>> BEGIN Information shown

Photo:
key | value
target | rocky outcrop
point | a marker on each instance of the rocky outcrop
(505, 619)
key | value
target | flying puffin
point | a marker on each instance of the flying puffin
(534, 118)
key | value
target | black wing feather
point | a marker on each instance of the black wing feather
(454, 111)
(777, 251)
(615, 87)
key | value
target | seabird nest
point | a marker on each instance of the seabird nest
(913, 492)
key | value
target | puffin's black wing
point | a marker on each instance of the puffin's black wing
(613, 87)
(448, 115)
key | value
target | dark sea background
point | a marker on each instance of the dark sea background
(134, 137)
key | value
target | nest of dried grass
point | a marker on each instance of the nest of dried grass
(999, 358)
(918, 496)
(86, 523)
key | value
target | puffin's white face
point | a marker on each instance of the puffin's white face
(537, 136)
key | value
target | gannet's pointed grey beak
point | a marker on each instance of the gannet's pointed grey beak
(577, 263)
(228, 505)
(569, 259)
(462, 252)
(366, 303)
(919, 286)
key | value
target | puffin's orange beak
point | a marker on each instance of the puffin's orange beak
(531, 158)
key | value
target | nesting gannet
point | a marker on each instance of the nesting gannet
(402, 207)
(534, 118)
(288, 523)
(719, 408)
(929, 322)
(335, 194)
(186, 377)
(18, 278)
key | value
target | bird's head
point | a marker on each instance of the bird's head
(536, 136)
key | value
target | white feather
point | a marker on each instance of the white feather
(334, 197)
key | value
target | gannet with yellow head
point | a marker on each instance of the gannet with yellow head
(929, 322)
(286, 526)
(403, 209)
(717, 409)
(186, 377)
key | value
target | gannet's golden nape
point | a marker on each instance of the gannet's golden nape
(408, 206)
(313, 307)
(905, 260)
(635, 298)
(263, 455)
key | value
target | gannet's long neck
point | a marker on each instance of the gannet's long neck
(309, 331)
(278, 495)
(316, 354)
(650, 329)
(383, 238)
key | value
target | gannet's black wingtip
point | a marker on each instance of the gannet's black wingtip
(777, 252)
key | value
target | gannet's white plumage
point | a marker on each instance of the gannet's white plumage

>> END Information shown

Problem
Identify each line above that contains the word "nape" and copy every such line. Case counts.

Reply
target | gannet's golden nape
point | a marker on each instance of the gannet's golden nape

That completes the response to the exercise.